+++ DATASET EXTRACT

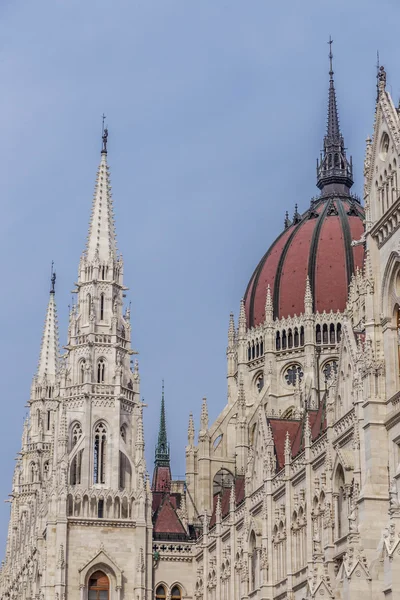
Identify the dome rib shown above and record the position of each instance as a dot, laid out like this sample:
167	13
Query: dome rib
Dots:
281	263
312	259
253	283
318	246
347	241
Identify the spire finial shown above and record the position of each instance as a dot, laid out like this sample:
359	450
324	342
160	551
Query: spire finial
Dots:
53	279
334	171
104	135
330	59
162	448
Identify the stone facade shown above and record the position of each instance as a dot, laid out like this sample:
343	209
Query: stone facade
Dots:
292	493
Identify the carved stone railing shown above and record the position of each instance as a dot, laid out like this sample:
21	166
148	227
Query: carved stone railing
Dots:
298	463
319	446
345	423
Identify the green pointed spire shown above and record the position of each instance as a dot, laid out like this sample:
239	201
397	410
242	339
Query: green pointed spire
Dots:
162	448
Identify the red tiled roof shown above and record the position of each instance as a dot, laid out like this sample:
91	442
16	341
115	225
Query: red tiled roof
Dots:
318	246
166	520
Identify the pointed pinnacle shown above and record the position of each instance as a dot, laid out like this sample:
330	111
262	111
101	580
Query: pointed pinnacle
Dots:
231	331
287	448
307	431
191	431
242	318
49	351
204	415
162	449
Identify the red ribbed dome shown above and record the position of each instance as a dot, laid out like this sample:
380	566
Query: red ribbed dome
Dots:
317	245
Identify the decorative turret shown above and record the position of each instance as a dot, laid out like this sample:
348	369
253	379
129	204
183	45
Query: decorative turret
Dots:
162	470
48	360
101	243
162	448
334	171
191	430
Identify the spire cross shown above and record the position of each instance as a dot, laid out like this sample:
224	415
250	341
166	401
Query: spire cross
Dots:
104	135
330	57
52	278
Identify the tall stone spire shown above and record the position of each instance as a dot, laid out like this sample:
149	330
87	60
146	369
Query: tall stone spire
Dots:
101	242
334	171
48	360
162	448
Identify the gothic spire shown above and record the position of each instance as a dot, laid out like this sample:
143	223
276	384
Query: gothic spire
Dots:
334	171
101	242
48	360
162	448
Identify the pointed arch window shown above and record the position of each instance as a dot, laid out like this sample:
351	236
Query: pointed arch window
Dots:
99	458
89	306
101	370
253	562
32	472
76	468
161	593
76	434
99	586
176	593
101	307
290	339
278	341
82	365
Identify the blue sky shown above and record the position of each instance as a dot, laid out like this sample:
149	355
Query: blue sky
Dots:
216	112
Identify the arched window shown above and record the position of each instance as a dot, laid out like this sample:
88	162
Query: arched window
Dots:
76	468
101	370
89	305
278	341
253	561
101	307
161	593
290	339
284	340
176	593
99	462
99	586
82	371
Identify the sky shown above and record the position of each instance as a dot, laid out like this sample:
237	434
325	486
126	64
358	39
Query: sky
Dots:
216	112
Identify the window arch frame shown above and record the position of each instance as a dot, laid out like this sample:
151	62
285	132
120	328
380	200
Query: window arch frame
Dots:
100	452
101	369
100	588
161	591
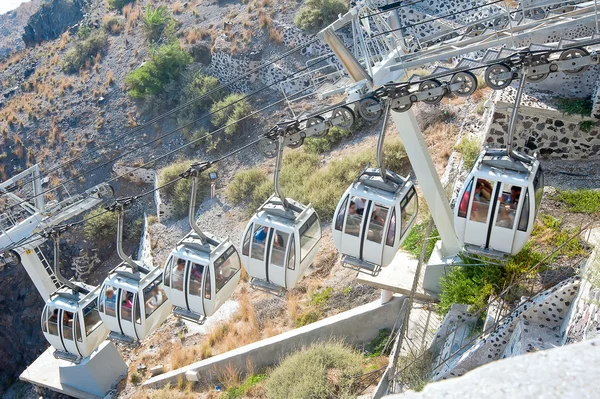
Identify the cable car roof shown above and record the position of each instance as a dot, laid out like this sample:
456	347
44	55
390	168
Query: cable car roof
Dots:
370	185
273	213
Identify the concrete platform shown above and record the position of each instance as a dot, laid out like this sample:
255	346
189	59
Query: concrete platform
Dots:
91	379
398	277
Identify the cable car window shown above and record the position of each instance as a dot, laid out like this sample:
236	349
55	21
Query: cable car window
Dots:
354	218
280	241
538	185
77	329
91	318
110	299
68	325
507	207
45	320
178	274
258	243
167	272
126	305
310	233
408	209
154	297
292	254
391	237
524	219
464	201
53	323
377	223
226	267
136	302
481	201
207	285
196	279
339	221
246	247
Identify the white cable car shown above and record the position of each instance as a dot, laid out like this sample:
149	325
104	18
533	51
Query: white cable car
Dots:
374	216
72	325
202	271
70	319
280	241
498	203
132	299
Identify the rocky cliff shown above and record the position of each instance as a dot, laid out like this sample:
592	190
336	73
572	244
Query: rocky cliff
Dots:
21	339
52	19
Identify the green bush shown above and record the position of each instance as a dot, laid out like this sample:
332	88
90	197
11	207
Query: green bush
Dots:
179	193
118	4
100	227
113	25
165	65
469	148
324	370
413	243
197	87
581	201
84	50
575	106
334	136
156	20
316	14
303	179
228	110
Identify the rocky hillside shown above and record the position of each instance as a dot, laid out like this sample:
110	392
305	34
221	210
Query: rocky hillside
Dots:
80	83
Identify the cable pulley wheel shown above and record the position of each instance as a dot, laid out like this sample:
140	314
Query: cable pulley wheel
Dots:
536	78
571	54
347	117
297	143
268	147
363	109
428	85
11	257
491	73
315	120
468	81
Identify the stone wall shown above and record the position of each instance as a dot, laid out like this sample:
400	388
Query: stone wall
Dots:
584	320
546	131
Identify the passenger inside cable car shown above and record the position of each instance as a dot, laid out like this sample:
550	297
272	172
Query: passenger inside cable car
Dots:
497	217
365	227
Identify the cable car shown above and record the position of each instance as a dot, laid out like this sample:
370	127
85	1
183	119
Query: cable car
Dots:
374	215
280	241
497	220
132	300
72	325
202	271
372	219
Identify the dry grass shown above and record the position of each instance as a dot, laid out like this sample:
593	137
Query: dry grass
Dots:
276	35
177	7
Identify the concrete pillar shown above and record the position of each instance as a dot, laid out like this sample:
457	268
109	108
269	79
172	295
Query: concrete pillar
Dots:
386	296
429	181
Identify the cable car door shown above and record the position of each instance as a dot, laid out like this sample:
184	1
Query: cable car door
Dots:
372	250
195	293
179	279
69	328
353	229
257	266
505	222
480	211
51	325
128	304
278	243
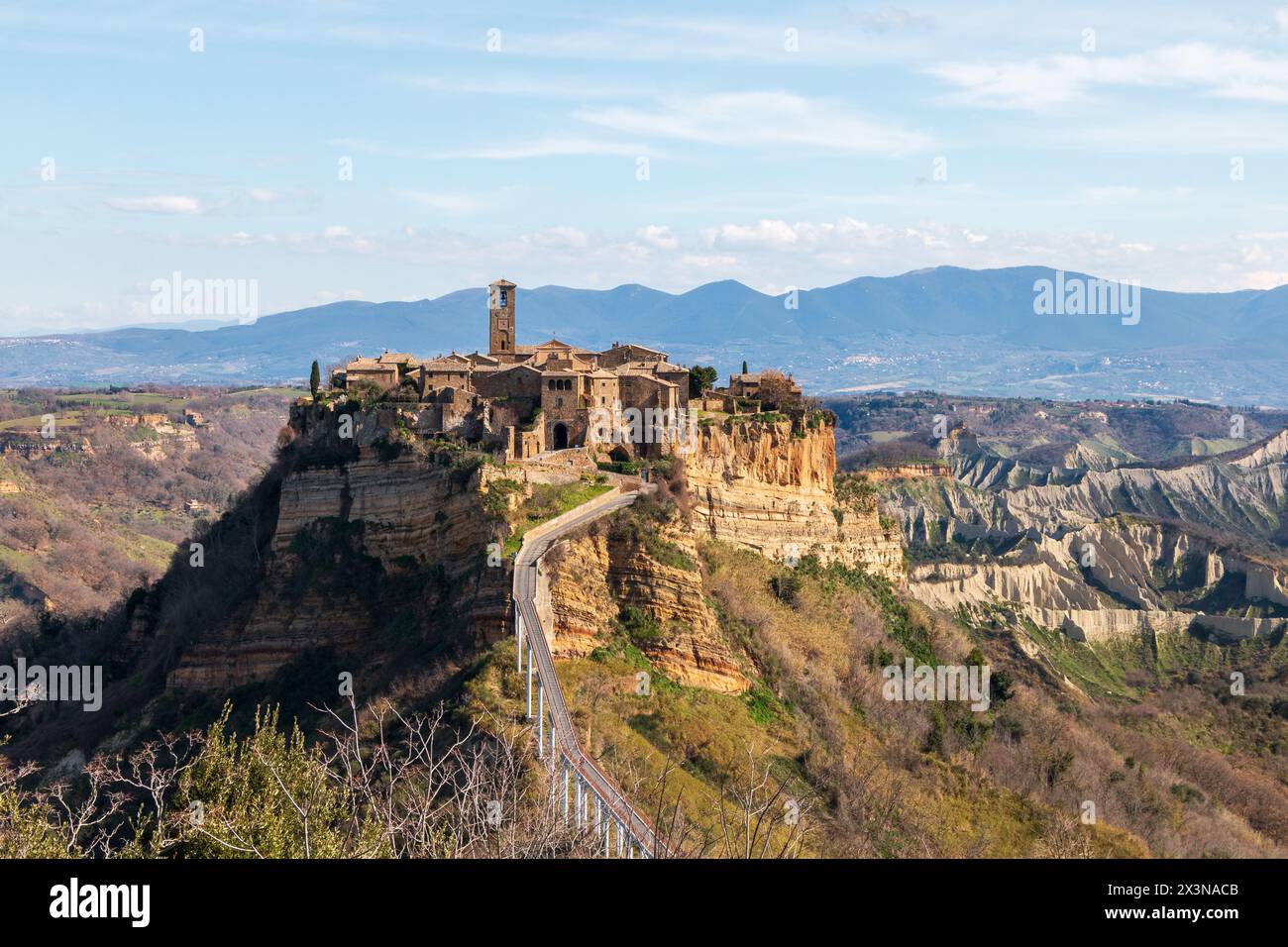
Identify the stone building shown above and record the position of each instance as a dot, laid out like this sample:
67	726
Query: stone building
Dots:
535	398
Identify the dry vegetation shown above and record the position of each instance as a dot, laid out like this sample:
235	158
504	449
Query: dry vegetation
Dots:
84	523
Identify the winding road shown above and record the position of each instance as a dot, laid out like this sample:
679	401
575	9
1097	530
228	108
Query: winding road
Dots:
566	745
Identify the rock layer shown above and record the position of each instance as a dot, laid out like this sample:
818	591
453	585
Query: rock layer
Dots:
761	486
591	571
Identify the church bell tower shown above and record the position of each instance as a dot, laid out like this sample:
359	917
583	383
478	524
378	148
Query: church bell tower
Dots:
500	309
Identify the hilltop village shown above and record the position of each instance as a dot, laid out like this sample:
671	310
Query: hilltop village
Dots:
531	399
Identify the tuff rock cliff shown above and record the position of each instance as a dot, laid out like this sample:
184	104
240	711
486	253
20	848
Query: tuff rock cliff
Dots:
370	543
771	488
614	567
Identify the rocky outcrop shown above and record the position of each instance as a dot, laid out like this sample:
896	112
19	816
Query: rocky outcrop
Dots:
763	486
996	496
1115	579
590	573
368	541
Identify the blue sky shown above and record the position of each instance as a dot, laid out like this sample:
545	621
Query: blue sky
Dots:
785	146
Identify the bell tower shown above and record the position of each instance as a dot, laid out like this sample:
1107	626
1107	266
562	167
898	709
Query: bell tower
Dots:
500	309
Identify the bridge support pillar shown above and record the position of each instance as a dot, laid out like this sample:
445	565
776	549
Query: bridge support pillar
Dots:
529	682
541	722
518	638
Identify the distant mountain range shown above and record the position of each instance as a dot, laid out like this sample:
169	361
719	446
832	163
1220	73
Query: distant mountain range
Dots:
971	331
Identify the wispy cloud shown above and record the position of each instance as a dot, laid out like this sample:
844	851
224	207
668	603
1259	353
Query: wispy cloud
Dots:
536	149
161	204
760	119
1057	80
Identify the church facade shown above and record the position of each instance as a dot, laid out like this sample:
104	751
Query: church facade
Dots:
532	399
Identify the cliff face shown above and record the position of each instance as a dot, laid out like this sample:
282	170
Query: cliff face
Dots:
759	486
1141	579
595	571
365	545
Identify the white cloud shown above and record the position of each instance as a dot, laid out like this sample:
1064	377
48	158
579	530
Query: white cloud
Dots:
760	119
451	202
658	236
1044	82
161	204
542	147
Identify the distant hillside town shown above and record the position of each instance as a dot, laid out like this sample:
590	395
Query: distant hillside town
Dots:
531	399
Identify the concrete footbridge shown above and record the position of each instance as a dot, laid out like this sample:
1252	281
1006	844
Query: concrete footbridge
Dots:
590	799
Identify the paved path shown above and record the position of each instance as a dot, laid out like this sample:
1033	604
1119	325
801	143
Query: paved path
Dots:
536	543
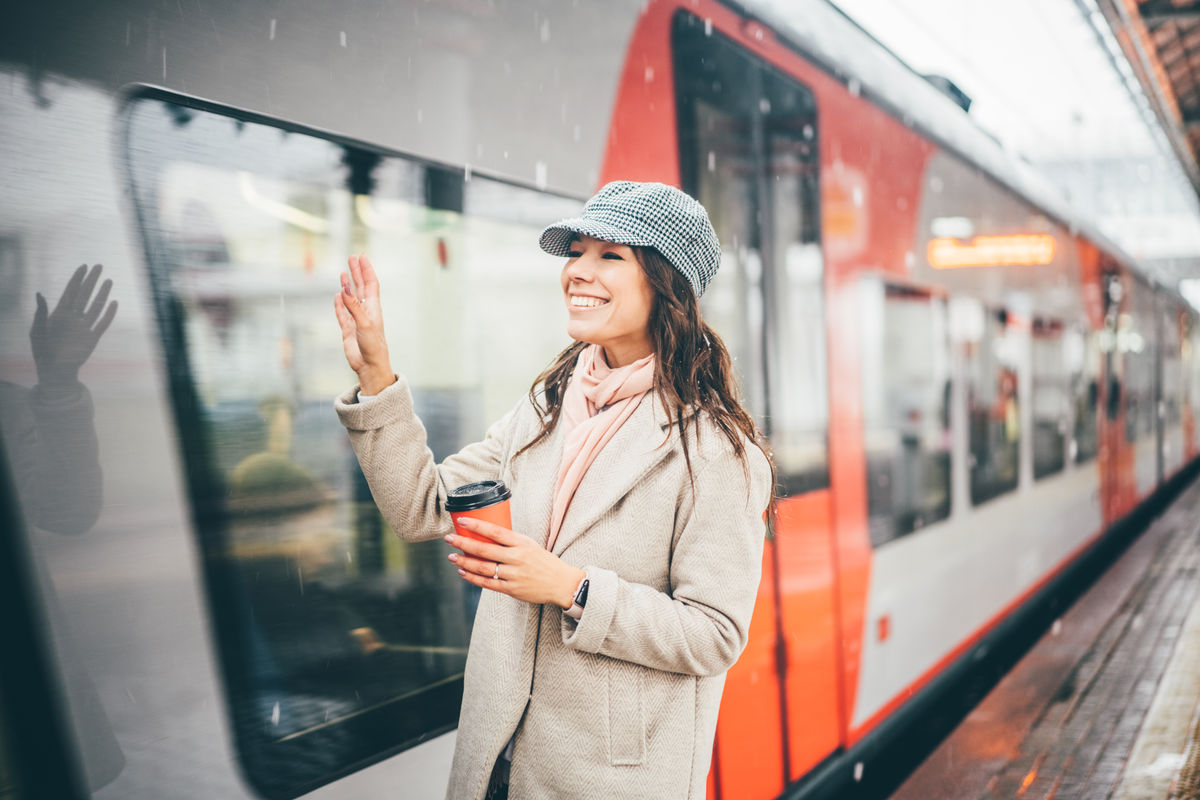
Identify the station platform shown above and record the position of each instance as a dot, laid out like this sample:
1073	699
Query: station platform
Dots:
1107	704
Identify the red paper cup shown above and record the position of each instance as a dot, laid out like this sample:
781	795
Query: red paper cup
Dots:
487	500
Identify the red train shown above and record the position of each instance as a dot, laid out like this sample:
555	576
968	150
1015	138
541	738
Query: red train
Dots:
965	386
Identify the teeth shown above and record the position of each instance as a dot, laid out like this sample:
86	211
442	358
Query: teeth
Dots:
587	302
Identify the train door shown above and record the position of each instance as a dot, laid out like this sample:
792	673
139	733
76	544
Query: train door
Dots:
1116	458
749	152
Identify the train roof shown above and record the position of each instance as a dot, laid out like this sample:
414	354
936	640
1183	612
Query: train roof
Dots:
832	40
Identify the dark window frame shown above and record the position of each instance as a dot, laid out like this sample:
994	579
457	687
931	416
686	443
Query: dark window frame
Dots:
688	94
385	731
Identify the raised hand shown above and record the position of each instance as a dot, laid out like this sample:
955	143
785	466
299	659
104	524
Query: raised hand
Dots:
361	322
64	338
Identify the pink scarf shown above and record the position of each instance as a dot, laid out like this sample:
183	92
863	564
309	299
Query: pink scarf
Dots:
597	402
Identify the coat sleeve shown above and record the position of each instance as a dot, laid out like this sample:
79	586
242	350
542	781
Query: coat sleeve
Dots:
702	625
407	485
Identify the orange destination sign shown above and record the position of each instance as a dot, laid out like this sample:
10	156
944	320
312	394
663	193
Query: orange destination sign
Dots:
1019	250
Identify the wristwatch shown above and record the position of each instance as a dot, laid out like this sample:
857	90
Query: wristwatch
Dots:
581	600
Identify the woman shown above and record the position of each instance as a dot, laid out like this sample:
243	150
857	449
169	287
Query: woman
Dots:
622	596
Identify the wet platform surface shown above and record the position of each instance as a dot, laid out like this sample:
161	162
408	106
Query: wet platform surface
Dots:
1105	704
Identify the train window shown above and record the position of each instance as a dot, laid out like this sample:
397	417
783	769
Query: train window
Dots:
994	428
1173	371
1050	402
906	388
1137	343
748	142
1081	352
1189	354
339	642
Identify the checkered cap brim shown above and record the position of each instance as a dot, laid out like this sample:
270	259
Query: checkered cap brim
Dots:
646	215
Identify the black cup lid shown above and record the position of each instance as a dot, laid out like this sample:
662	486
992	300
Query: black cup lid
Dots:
477	495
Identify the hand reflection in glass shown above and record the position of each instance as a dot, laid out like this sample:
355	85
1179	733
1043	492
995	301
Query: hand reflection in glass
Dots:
49	434
63	340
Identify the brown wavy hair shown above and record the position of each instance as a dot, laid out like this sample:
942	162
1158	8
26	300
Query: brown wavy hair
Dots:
693	370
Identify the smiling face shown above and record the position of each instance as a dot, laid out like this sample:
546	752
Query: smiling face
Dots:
609	300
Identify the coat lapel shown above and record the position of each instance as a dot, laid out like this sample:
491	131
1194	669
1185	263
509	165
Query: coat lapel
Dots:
635	449
538	495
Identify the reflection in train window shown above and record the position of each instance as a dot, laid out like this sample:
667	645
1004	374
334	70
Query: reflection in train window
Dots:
1171	367
748	140
906	386
1081	350
1189	353
1137	342
7	764
994	428
1050	397
340	643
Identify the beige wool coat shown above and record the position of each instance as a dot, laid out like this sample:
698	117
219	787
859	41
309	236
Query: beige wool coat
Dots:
624	702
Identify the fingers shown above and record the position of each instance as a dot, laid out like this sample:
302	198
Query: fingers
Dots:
72	289
486	583
370	282
355	271
97	305
497	533
479	566
479	549
354	306
40	314
343	316
106	320
81	300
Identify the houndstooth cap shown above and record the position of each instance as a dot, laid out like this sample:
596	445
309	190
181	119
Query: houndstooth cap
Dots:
647	215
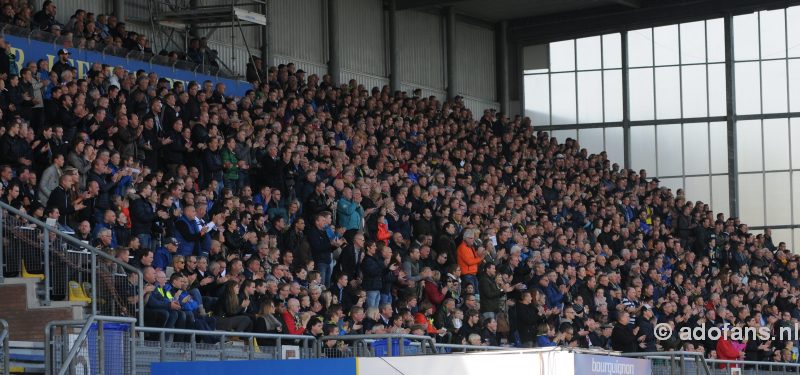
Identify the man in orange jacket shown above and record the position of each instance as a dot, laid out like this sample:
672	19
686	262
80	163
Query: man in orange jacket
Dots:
469	259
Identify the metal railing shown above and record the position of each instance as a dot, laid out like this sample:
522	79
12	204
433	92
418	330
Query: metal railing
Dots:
99	345
719	367
108	344
64	264
5	366
675	363
150	58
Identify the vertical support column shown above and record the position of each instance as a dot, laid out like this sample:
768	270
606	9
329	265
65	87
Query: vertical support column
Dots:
733	167
266	34
193	31
503	63
394	58
119	10
626	108
334	54
450	40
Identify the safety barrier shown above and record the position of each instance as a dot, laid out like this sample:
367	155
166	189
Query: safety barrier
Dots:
108	344
4	348
69	269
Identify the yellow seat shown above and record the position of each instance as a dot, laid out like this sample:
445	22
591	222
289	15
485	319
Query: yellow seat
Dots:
27	275
256	348
76	293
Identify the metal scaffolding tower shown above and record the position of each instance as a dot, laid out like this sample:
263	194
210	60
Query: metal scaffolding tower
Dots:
175	21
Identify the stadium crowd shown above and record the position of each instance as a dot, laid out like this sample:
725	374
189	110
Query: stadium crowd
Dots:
309	207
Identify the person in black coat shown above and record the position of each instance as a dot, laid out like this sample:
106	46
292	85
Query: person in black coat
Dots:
623	338
350	260
372	274
59	198
647	330
528	319
322	246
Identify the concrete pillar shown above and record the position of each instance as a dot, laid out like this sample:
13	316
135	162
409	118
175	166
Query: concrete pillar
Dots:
119	10
503	68
394	60
334	40
450	40
266	34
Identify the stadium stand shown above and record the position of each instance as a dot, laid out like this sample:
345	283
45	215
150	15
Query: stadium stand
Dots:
310	208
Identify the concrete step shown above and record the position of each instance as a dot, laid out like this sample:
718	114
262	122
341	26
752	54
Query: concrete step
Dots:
26	357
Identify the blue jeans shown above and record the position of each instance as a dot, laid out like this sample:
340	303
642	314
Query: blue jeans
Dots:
373	298
325	271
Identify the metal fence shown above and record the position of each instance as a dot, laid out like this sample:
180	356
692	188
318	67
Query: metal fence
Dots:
150	58
69	269
693	363
5	366
116	345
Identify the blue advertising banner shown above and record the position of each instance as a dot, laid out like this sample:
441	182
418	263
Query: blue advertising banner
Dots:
27	50
342	366
586	364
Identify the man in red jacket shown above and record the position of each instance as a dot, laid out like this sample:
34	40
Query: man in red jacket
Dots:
726	349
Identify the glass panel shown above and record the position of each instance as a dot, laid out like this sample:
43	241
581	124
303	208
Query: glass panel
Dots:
562	135
748	98
745	37
774	86
537	99
590	97
670	161
591	140
641	94
612	95
751	199
693	42
773	34
776	144
695	96
643	147
698	189
794	131
589	53
562	56
615	144
640	48
716	90
777	197
562	88
695	148
719	147
673	184
794	85
668	94
719	194
748	143
666	42
793	29
715	29
612	51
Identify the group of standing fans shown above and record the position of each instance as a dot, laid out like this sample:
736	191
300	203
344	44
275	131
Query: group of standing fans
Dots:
310	207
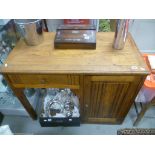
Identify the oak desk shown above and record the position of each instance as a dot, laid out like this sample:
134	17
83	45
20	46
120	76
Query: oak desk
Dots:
106	80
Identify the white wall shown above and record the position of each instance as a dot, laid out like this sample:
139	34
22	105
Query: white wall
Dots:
143	32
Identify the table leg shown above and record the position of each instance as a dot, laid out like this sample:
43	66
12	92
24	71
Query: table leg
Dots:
19	92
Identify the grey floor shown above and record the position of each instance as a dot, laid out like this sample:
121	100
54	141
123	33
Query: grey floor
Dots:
25	125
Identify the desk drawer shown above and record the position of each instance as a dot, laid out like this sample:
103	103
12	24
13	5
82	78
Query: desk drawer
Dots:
45	81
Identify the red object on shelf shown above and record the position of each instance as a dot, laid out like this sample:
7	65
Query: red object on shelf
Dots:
77	21
150	80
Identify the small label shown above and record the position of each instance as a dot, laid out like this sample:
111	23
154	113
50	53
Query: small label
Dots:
134	67
141	68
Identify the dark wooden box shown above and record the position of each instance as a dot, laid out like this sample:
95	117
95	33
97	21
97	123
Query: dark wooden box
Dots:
75	37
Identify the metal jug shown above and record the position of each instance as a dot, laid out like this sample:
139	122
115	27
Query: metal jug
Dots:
31	30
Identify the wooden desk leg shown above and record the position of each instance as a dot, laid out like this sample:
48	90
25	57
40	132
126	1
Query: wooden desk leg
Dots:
19	92
24	101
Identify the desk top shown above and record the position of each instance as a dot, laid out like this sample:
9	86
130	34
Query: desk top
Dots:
103	60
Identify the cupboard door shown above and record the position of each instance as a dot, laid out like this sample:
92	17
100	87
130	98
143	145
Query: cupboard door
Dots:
104	97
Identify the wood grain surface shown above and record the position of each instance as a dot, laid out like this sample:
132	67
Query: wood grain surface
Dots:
104	60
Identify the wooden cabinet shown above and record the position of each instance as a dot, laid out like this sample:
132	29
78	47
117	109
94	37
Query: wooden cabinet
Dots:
108	98
106	80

++++++

_GIVEN REQUEST:_ Pull out the lines of the listing above, starting at the line containing "Identify the grey" and ending with the last line of the listing, and reproduce them unchanged.

_WRITTEN REPLY:_
Identify the grey floor shown above and record the position of each instance as a dot, laid out like this sample:
121	100
54	141
123	33
Query: grey floor
Dots:
25	125
Identify the desk drawer shown above and record the position of each instance as a dot, laid out like this sample:
103	103
12	24
13	5
82	78
Query: desk drawer
Dots:
45	81
Identify the red object on shelf shown above and record the position of each instance as a dot, laid out like this sample:
7	65
Query: red object on shelf
Dots:
77	21
150	80
Identify the small label shown above and record the position of each instance as a dot, laid out like this sample:
111	23
154	113
50	53
Query: small label
Dots:
134	67
141	68
Identify the dark wooden box shown above and record the position of each instance as a dot, laid out like this sample:
95	117
95	33
97	21
97	123
Query: dark wooden box
Dots:
75	37
Identify the metal jug shown above and record the position of each instance as a dot, laid out like this sample:
139	122
115	27
Query: metal jug
Dots:
31	30
Identify the wooden desk leg shown above and record the position of each instance as a dot, laid out like this sample:
48	90
25	57
40	132
126	1
Query: wooden desk leg
Dots:
19	92
24	101
Identify the desk top shown above and record the position of each instance as a dot, laid out like this sample:
9	86
130	34
Query: desk top
Dots:
103	60
Identify the cupboard door shown above and record the position of each instance as a dot, laid out like this sample:
92	17
100	87
130	98
143	145
Query: cupboard door
Dots:
104	97
Identify the wood grain surface shown above and record the position of each instance as a dot, laid out like this sample:
132	67
Query: wood grain surface
Dots:
104	60
Identify the wooden cabinet shown above and record the position of each instance as a dot, laid out like this sample:
132	29
78	47
117	109
94	37
Query: wooden cabinet
Dots:
108	98
106	80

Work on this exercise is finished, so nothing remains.